» **TASK INSTRUCTIONS**: Write out, word for word, the lines below from the line containing "of the person's" through the line containing "Query: boat hull", both included. Give those lines alone.

» **STORED RECORDS**:
★ ★ ★ ★

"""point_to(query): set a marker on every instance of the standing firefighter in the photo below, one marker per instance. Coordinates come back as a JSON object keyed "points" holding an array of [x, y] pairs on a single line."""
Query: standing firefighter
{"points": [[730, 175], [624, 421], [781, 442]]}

★ ★ ★ ★

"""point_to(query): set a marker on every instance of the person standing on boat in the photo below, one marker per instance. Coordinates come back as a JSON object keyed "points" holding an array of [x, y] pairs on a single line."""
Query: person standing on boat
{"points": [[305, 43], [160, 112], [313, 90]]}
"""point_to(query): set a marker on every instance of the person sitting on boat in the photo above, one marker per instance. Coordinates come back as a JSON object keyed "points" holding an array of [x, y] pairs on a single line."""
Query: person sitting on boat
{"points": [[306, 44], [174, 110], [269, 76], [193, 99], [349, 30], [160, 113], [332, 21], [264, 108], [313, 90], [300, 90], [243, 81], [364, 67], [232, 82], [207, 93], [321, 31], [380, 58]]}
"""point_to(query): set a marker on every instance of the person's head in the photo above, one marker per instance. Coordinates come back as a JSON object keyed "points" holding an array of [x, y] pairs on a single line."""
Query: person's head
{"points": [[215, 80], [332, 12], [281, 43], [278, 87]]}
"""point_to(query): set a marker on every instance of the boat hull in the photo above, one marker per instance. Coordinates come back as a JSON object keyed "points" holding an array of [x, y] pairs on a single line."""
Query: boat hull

★ ★ ★ ★

» **EXERCISE RESULT**:
"""point_to(query): set a marker on every instance of the person's head in the photo above, one marker per instance. Coordinates come back as a JSON object keyed "points" holding an array of [x, y] pairs on a single line."""
Query: person's head
{"points": [[215, 80], [332, 12], [281, 43], [278, 87]]}
"""point_to(query): set a marker on every instance of the boat hull in the photo above, one marker per instance. Coordinates come back as a JSON object keyed "points" holding an array of [x, y] pairs on a single line."""
Query: boat hull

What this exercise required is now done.